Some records
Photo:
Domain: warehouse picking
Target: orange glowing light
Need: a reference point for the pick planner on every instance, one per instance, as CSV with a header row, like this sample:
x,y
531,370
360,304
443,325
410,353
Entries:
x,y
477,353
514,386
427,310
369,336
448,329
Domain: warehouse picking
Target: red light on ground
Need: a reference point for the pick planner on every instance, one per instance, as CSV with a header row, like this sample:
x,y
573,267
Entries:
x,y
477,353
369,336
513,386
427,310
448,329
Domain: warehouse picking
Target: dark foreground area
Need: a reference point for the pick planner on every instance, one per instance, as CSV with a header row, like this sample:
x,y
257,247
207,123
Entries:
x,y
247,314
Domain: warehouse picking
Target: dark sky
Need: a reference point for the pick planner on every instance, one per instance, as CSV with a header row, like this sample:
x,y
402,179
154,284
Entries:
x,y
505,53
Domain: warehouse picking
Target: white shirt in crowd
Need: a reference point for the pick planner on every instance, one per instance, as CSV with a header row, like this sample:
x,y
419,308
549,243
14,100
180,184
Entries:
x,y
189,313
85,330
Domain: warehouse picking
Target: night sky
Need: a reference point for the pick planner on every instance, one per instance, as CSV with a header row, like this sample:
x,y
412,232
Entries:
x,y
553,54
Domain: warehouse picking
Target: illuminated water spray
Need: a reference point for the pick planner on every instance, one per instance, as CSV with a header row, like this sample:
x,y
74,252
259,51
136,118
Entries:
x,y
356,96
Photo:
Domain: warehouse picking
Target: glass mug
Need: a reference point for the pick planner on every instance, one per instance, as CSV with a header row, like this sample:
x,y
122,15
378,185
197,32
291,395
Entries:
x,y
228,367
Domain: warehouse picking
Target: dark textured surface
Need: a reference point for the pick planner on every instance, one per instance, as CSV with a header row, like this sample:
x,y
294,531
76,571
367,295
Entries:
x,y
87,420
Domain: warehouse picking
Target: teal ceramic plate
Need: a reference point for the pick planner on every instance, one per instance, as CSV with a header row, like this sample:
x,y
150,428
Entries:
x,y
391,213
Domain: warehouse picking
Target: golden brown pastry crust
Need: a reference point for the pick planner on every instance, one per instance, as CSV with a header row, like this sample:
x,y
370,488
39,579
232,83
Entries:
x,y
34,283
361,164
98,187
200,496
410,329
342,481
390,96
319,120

Required task> Return every line above that contains the word "dark".

Output of the task>
Target: dark foreground area
Target: dark sky
Target: dark textured surface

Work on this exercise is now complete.